- TEXT FOR ANALYSIS -
*** Begin section ***

Pelosi Says Harris Would've Won Open Primary, Beaten Trump If Biden 'Stepped Down Sooner'


Pelosi Says Harris Would've Won Open Primary, Beaten Trump If Biden 'Stepped Down Sooner'

In her first interview since Vice President Kamala Harris lost to GOP President-elect Donald Trump, Rep. Nancy Pelosi (D-Calif.) rejected any analysis that blames the Democratic Party for turning away from the working class and shared her unvarnished thoughts.

While she disagreed that her party ran a bad campaign, the former House Speaker also suggested Harris would've established herself more thoroughly in an open primary that could have happened if President Joe Biden had dropped out sooner.

"The anticipation was that, if the president were to step aside, that there would be an open primary," Pelosi told the New York Times in an interview Saturday, adding that Harris "would have done well in that and been stronger going forward."

"But we don't know that," she continued. "That didn't happen. We live with what happened. And because the president endorsed Kamala Harris immediately, that really made it almost impossible to have a primary at that time. If it had been much earlier, it would have been different."

Pelosi urged Biden in 2022 to run for reelection. But amid burgeoning concerns about his cognitive abilities earlier this year, she said in July that "it's up to the president" whether he does. Biden dropped out mere days later, giving Harris around 100 days to campaign.

*** End section ***

(Records from a dataset)
*** Begin section ***

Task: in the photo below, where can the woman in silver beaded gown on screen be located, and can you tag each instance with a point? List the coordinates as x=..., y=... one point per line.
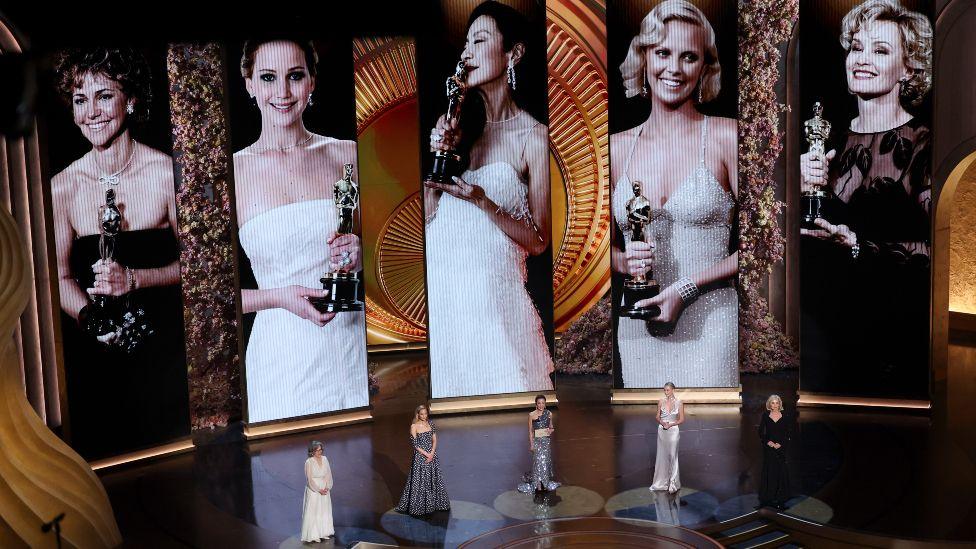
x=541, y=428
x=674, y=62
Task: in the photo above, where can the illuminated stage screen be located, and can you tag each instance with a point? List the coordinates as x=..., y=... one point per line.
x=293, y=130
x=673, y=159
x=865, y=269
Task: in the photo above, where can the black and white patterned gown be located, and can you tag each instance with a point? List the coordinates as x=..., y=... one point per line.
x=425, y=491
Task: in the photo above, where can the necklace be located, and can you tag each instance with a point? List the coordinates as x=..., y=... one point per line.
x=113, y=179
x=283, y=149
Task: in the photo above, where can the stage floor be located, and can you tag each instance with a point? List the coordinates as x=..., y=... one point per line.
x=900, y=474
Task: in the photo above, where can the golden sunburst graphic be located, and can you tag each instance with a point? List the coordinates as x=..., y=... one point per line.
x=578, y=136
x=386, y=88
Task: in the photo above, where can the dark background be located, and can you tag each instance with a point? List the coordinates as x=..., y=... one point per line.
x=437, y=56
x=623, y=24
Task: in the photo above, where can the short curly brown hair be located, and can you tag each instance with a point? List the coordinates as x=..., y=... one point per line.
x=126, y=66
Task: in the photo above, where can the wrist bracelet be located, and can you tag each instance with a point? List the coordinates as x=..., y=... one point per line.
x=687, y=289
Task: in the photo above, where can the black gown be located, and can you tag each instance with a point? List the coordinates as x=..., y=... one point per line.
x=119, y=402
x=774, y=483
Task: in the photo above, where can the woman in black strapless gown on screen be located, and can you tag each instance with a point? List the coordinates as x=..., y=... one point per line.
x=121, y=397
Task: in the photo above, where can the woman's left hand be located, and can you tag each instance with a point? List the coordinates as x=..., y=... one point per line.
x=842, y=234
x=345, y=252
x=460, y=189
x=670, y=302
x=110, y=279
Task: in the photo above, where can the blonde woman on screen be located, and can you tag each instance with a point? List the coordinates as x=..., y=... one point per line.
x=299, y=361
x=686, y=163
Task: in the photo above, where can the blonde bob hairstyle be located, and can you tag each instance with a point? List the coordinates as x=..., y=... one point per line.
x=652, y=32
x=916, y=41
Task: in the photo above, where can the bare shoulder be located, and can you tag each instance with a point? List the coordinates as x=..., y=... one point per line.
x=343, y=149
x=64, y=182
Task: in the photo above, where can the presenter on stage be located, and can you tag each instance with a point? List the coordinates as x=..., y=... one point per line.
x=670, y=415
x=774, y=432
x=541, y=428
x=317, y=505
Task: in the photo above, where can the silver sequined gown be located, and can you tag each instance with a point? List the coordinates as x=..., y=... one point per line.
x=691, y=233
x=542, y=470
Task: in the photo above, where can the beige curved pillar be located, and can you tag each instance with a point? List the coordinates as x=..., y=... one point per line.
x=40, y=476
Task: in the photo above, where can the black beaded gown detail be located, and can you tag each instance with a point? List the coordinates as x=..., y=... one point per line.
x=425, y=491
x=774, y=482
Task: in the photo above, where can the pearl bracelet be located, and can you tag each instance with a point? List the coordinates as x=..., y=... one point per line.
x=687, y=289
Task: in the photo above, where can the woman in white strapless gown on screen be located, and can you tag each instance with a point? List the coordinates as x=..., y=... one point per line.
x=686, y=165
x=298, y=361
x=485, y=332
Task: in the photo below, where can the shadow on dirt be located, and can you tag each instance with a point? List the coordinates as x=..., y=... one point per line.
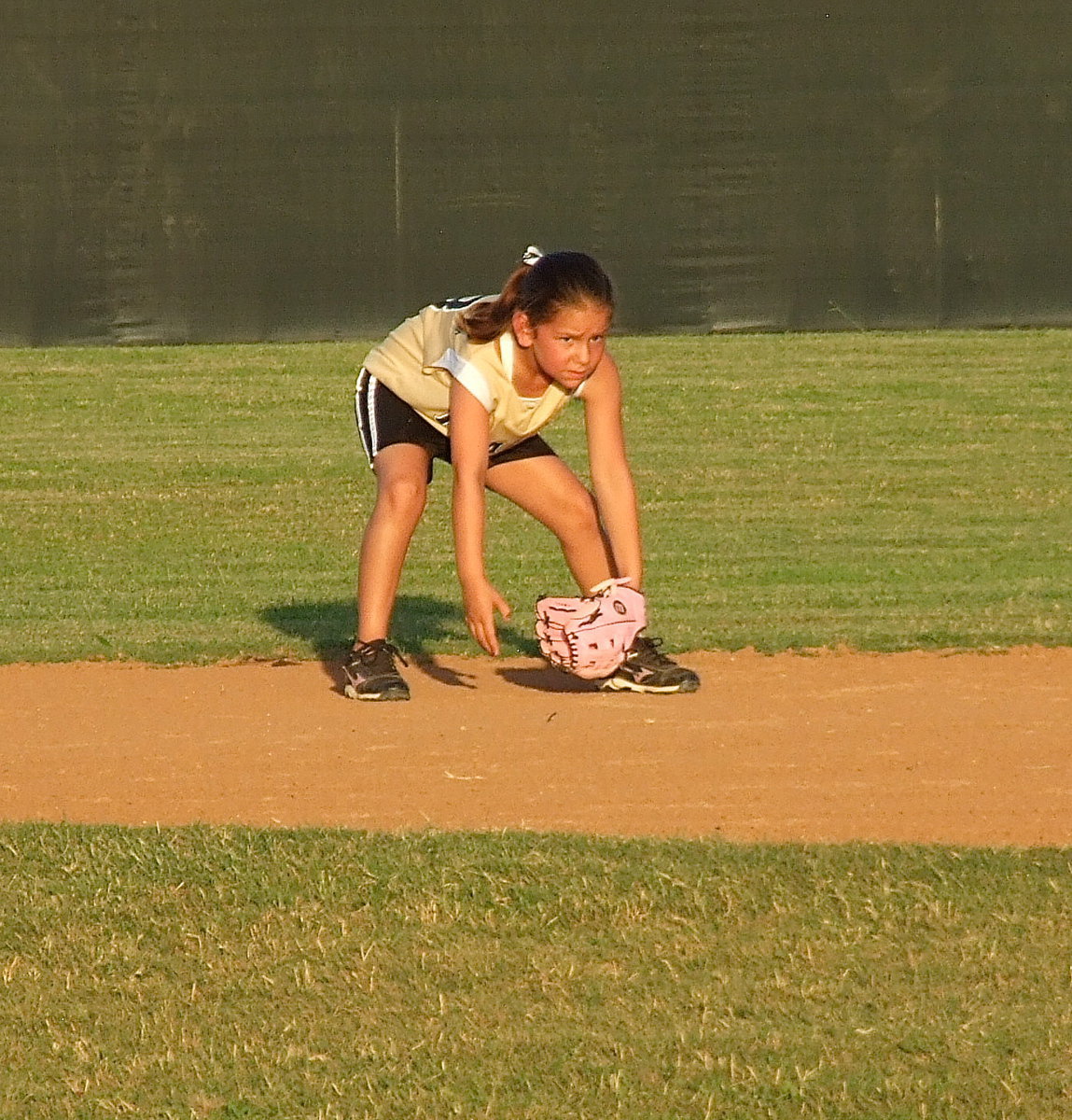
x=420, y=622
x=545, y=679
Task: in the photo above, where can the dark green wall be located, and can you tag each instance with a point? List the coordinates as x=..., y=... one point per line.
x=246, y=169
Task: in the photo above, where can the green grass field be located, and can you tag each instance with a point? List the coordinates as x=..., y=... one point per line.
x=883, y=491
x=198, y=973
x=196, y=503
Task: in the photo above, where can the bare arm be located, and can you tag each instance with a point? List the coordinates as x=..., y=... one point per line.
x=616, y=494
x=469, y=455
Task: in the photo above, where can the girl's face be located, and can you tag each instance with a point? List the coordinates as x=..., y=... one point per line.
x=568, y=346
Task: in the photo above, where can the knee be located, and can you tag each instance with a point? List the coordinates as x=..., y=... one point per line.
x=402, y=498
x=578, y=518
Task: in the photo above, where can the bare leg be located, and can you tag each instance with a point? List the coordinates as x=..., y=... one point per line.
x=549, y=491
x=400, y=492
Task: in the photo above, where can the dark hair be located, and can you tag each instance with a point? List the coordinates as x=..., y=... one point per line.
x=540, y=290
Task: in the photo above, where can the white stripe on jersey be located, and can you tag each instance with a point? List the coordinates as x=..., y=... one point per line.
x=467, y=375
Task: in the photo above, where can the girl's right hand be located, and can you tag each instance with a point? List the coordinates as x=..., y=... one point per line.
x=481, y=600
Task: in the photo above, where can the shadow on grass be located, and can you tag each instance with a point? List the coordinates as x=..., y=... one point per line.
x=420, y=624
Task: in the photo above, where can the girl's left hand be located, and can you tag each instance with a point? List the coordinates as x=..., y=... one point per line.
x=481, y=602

*** End section ***

- WORK ORDER 1 -
List every person named in the article on Pelosi's remarks about the Harris campaign.
- WORK ORDER 2 -
Carry on with the article on Pelosi's remarks about the Harris campaign, starting after its last sentence.

- TASK RESULT 1 -
Nancy Pelosi, Kamala Harris, Donald Trump, Joe Biden

- TASK RESULT 2 -
"The fact is she did a great job with the time constraint that she had," Pelosi told the Times.

"Had the president gotten out sooner, there may have been other candidates in the race," she continued. "Kamala, I think, still would have won, but she may have been stronger, having taken her case to the public sooner."

When asked if she wished she would've urged Biden to drop out sooner, however, Pelosi simply said, "No." She added she'd had "no reason to earlier say anything to the president" about concerns regarding his age.

The Times noted she "seemed unwilling or unable" to accept the notion that Trump's victory was a rebuke of Harris' party as a whole, which ultimately ran a traditional campaign focusing on interviews with legacy media outlets and a message of "joy."

Trump ran a racist campaign centered on "bloodthirsty" migrants "bringing bad genes" into the country. But as Sen. Bernie Sanders (I-Vt.) noted, Trump at least feigned concern about pocketbook issues like inflation -- while Democrats, he said, have "abandoned working-class people."

Pelosi staunchly disagreed that the election, in which Trump is likely to clench the popular vote in addition to the Electoral College, was "an outright rejection of the Democratic Party," and said she has "a discomfort level" with people arguing it left working-class voters behind.

"No, we didn't," Pelosi told the Times. "That's who we are."

When pressed on why voters didn't see Democrats as what Pelosi called the "kitchen-table, working-class party of America," she said to "go ask Bernie Sanders."

"With all due respect, and I have a great deal of respect for him, for what he stands for, but I don't respect him saying that the Democratic Party has abandoned the working-class families," Pelosi added. "That's where we are."